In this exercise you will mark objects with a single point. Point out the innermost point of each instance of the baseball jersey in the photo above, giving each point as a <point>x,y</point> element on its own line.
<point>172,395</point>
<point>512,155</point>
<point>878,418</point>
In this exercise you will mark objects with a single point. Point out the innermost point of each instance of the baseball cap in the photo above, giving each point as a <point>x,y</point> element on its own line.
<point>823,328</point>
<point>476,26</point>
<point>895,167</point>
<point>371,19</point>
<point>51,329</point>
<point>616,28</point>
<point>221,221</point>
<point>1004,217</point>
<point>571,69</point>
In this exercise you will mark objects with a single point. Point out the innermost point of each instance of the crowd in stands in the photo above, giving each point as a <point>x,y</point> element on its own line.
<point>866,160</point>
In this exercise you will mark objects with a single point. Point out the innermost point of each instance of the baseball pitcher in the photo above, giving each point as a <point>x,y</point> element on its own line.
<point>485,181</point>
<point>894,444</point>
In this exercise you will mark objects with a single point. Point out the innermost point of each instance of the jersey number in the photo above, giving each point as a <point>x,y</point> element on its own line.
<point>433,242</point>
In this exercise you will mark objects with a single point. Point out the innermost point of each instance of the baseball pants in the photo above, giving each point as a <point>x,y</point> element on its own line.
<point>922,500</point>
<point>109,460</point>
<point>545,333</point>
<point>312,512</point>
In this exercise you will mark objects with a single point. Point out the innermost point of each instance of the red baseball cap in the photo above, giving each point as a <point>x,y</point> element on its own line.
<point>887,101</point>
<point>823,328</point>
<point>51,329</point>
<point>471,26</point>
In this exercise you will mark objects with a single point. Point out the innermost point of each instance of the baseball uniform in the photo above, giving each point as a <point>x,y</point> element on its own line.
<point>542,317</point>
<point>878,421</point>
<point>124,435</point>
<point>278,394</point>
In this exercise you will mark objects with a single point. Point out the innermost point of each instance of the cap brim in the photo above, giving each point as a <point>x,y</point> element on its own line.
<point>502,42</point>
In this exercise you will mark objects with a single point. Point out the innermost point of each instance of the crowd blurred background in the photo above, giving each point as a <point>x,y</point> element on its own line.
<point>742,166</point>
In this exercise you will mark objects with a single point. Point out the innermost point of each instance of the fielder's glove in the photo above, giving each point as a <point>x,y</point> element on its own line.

^^^^

*WHAT TO DO:* Format every line of the material above as a numbered list, leaving out any blank lines.

*EXPECTED OUTPUT:*
1. In this exercise you will mark objects with a single point. Point out the innermost point of each instance of the baseball jersey in the photo above, giving each point as a <point>x,y</point> element on its own line.
2. <point>172,395</point>
3. <point>512,155</point>
4. <point>878,418</point>
5. In this exercise you will mark objects with a single point. Point out the innermost point of each instance of the baseball cap in the photo above, giving each point as a <point>x,y</point> element on its own line.
6. <point>823,328</point>
7. <point>476,26</point>
8. <point>895,167</point>
9. <point>371,19</point>
10. <point>51,329</point>
11. <point>616,28</point>
12. <point>221,221</point>
13. <point>1004,217</point>
14. <point>571,69</point>
15. In this exercise you will mark objects with a single point. Point out the innermost point of each instance of the crowd in stands in the photo above, giving each point as a <point>x,y</point> element on its own line.
16. <point>866,160</point>
17. In this exercise you will mark objects with a single point. Point out the innermost point of each instance of the baseball pitcher in the photo above, giving each point as a <point>x,y</point> element on its own line.
18. <point>485,181</point>
19. <point>894,444</point>
20. In this exercise you will mark objects with a single point. Point out the innermost point of each instance of the jersey number in the photo above, giving each point as a <point>x,y</point> element on its own line.
21. <point>433,242</point>
22. In this exercise you will mark objects with a single point. Point out the innermost point of each instance of the baseball pants in the photo above, giving each point as a <point>x,y</point> element on its own line.
23. <point>922,500</point>
24. <point>109,460</point>
25. <point>545,333</point>
26. <point>312,512</point>
27. In this exercise you will mark objects with a single point. Point out the innermost point of each instance of the red baseball cap in the photo above, giving each point as a <point>x,y</point> element on its own line.
28. <point>887,101</point>
29. <point>823,328</point>
30. <point>51,329</point>
31. <point>471,26</point>
32. In this exercise you will mark objects with a single point. Point out the innermost point of each instance of the baseball uniform in the photo above, giving each point as a <point>x,y</point> element on its own line.
33. <point>542,317</point>
34. <point>878,421</point>
35. <point>124,435</point>
36. <point>278,394</point>
37. In this exercise you will mark objects with a single point. Point out the innermost point of each instance of the cap brim in the photo above, giving each point as a <point>x,y</point> element on its own line.
38. <point>502,42</point>
39. In this exercise you will mark objects with a single point. Point out the innermost point of each instance of the crowd blurred background in the photo above, giving each point as a <point>x,y</point> element on its own line.
40. <point>742,166</point>
41. In this exercise you will mark objects with a single point. Point out the innermost point of each instance of the fielder's glove in the photo above, giving each point as a <point>x,y</point> element on its own line.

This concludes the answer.